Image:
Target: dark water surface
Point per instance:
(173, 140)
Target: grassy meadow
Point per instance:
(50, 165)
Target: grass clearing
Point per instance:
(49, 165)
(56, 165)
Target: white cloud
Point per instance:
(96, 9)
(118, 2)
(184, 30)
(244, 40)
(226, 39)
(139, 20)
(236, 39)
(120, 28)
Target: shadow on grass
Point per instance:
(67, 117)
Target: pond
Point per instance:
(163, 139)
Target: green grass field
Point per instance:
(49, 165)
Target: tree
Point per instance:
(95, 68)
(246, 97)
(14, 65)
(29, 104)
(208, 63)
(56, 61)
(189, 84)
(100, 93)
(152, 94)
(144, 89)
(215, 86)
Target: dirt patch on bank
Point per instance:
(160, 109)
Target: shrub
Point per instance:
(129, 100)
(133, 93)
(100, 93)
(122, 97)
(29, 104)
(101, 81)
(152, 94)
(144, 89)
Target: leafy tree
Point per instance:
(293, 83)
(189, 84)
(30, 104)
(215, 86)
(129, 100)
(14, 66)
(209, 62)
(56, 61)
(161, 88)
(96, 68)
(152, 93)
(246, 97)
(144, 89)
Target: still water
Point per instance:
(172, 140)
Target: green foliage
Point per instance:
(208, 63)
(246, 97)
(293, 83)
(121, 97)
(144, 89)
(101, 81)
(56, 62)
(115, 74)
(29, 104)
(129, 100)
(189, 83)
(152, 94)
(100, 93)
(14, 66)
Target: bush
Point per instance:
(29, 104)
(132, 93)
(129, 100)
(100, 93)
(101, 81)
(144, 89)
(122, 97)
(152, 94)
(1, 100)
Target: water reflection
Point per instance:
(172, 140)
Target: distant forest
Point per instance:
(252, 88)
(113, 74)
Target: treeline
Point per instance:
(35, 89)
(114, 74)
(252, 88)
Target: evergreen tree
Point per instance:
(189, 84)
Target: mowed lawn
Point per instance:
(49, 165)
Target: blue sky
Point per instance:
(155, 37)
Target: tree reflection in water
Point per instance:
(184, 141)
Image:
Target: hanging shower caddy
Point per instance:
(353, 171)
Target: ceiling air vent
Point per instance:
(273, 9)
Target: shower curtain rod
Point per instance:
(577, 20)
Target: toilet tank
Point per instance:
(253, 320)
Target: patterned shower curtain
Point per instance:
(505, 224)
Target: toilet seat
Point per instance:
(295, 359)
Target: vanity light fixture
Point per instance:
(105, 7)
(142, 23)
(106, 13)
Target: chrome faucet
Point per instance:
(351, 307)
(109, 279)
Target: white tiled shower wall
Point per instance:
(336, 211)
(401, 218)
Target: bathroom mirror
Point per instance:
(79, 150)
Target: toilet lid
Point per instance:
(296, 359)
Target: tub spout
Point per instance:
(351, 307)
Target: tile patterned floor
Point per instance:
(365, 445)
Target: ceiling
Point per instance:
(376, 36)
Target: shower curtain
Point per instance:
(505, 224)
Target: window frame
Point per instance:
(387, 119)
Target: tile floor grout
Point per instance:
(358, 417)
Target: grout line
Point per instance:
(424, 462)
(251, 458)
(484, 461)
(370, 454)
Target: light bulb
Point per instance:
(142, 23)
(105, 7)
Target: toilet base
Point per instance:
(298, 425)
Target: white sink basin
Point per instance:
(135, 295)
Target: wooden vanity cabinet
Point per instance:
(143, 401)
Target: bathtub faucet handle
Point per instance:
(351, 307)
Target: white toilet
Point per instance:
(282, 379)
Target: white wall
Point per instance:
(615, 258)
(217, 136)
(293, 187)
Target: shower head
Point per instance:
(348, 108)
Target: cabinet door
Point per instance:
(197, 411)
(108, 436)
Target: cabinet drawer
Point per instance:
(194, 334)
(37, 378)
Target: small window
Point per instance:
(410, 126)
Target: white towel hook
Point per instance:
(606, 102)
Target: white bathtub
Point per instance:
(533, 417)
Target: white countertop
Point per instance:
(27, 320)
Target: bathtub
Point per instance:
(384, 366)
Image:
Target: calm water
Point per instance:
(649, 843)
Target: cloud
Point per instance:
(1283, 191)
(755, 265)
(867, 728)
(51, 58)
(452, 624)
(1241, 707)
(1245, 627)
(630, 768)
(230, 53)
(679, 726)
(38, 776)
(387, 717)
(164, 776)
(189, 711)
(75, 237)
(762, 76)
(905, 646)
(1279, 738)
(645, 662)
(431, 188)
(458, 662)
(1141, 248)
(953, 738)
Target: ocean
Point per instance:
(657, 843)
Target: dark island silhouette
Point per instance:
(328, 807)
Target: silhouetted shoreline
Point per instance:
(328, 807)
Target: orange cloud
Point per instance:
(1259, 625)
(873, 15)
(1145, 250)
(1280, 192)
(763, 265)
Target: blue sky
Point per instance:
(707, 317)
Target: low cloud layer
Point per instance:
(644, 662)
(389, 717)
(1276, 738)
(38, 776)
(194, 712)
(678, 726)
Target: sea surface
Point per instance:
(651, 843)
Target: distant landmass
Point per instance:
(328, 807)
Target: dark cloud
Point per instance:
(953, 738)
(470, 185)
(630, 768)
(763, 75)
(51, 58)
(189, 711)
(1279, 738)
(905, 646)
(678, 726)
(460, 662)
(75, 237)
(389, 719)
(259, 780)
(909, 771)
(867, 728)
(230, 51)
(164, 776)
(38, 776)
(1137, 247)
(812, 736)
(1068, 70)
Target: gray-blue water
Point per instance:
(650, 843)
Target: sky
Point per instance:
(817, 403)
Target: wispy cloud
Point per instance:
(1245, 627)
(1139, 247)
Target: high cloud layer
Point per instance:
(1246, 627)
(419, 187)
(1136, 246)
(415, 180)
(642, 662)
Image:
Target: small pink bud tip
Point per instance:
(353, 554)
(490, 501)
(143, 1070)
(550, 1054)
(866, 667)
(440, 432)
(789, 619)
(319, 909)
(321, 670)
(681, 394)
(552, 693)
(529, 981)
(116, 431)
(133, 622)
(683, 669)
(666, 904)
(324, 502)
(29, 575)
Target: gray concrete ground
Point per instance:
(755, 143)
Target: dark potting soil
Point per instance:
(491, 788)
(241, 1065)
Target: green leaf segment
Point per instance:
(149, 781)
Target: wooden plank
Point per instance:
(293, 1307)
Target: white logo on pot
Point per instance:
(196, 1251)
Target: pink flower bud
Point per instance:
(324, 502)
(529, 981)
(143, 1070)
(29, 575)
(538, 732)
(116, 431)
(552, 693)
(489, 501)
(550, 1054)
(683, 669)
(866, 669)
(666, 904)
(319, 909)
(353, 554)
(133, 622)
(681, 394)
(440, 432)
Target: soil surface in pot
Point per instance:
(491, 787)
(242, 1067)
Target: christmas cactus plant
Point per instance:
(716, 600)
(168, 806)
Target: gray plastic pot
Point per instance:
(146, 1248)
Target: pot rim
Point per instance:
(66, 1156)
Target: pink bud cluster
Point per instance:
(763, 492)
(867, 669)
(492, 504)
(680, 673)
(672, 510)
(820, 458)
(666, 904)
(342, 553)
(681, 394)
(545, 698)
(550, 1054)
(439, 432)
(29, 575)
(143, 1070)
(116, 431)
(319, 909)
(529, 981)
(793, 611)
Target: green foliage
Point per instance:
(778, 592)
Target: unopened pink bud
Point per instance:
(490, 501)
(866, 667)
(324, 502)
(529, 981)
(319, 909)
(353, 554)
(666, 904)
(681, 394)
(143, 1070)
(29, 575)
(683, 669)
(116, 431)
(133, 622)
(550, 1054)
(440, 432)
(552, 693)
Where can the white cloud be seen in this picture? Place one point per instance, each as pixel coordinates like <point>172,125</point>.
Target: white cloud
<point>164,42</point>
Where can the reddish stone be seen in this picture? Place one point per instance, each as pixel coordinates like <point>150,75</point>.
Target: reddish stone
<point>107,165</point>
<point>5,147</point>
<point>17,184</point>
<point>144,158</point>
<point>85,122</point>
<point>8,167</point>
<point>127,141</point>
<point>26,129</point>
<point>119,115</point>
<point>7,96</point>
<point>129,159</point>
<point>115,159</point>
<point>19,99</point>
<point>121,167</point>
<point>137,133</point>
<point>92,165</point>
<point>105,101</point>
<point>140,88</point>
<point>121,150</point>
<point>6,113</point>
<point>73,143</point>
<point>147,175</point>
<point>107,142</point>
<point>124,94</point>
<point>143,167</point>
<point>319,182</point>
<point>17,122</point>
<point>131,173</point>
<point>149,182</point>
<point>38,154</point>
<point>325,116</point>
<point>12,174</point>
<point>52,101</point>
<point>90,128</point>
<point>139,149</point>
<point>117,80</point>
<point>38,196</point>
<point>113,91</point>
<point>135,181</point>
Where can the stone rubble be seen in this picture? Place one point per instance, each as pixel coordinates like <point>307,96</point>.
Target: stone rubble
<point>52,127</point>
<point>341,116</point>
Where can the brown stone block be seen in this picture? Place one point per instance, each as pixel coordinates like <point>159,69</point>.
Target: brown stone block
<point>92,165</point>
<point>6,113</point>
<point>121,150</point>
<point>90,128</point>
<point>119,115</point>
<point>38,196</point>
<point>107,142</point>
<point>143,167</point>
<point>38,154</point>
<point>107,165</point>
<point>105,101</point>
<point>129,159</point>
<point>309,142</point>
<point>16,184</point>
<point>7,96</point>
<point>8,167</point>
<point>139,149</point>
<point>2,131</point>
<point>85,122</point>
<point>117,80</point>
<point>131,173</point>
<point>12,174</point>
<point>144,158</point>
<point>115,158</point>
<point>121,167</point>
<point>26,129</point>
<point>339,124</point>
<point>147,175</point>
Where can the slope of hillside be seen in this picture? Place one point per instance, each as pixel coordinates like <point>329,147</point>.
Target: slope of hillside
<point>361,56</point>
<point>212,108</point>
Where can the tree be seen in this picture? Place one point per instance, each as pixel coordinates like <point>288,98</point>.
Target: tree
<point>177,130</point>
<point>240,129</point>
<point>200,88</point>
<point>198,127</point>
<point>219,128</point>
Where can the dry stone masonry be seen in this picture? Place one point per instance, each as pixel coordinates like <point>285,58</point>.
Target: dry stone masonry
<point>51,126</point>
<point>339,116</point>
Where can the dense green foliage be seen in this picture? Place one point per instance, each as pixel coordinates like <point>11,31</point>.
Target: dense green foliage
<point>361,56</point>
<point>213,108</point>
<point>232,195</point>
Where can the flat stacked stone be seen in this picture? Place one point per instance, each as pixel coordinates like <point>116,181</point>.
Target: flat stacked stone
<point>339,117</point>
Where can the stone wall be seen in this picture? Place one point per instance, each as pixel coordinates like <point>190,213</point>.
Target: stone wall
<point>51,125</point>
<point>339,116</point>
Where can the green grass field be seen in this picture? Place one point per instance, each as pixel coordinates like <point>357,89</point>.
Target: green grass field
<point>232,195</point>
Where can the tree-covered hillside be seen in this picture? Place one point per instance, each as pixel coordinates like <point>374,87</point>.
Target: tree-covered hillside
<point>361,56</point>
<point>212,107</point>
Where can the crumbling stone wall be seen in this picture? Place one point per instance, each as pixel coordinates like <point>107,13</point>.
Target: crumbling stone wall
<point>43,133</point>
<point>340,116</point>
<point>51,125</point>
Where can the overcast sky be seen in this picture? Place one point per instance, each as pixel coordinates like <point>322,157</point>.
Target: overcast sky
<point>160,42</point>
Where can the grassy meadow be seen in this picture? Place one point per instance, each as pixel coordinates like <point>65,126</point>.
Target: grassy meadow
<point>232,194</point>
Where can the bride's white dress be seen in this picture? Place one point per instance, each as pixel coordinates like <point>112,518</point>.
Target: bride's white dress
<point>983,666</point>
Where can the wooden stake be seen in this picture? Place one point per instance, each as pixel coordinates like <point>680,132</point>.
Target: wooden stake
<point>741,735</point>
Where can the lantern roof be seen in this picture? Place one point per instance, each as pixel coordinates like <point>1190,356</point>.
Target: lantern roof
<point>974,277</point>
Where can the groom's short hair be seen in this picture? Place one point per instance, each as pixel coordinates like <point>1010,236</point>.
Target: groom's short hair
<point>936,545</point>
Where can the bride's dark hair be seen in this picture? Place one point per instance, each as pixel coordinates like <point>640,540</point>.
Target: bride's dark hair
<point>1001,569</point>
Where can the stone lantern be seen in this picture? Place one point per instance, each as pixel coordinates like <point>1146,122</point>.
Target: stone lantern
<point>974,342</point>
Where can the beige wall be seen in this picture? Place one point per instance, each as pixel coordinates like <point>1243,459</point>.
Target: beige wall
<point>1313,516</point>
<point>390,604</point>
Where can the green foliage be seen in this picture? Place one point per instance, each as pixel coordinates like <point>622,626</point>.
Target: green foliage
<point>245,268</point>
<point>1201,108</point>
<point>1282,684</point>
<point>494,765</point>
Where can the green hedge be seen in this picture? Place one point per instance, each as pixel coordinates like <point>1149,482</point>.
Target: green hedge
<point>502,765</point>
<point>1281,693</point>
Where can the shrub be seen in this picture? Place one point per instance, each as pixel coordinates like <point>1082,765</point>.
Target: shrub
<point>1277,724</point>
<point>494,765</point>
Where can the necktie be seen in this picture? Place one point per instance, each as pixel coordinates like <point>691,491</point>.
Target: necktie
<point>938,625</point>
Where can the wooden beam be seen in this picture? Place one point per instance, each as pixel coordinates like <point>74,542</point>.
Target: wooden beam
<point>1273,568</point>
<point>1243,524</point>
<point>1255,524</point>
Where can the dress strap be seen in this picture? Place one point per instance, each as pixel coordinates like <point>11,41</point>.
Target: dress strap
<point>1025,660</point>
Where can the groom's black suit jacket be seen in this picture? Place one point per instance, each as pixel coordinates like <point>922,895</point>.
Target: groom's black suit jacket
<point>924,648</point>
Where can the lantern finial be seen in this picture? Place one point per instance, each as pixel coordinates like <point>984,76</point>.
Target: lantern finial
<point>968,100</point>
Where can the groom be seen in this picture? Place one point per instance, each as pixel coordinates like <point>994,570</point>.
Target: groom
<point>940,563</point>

* * * * *

* [Work to do]:
Recast the portion that opens with the line containing "Where can the dress" and closes with the final line as a two-column CSV with the headers input and output. Give one row for each input and its answer, with each field enclosed in quotation marks and every line break within a field replaced by a space.

* [Final result]:
input,output
"Where can the dress strap be seen in this picture? Place one point per instance, each as pixel coordinates like <point>11,41</point>. Target: dress strap","<point>1025,660</point>"
"Where can the groom's black suit jacket be seen in this picture? Place one point per instance, each as pixel coordinates like <point>922,895</point>. Target: groom's black suit jacket","<point>924,648</point>"
"Where can the lantern finial be seen in this picture? Place one point per instance, each as pixel coordinates like <point>984,76</point>. Target: lantern finial","<point>968,100</point>"
"Where can the groom be seen in this picture? Place one point per instance, each as pixel coordinates like <point>994,570</point>. Target: groom","<point>940,563</point>"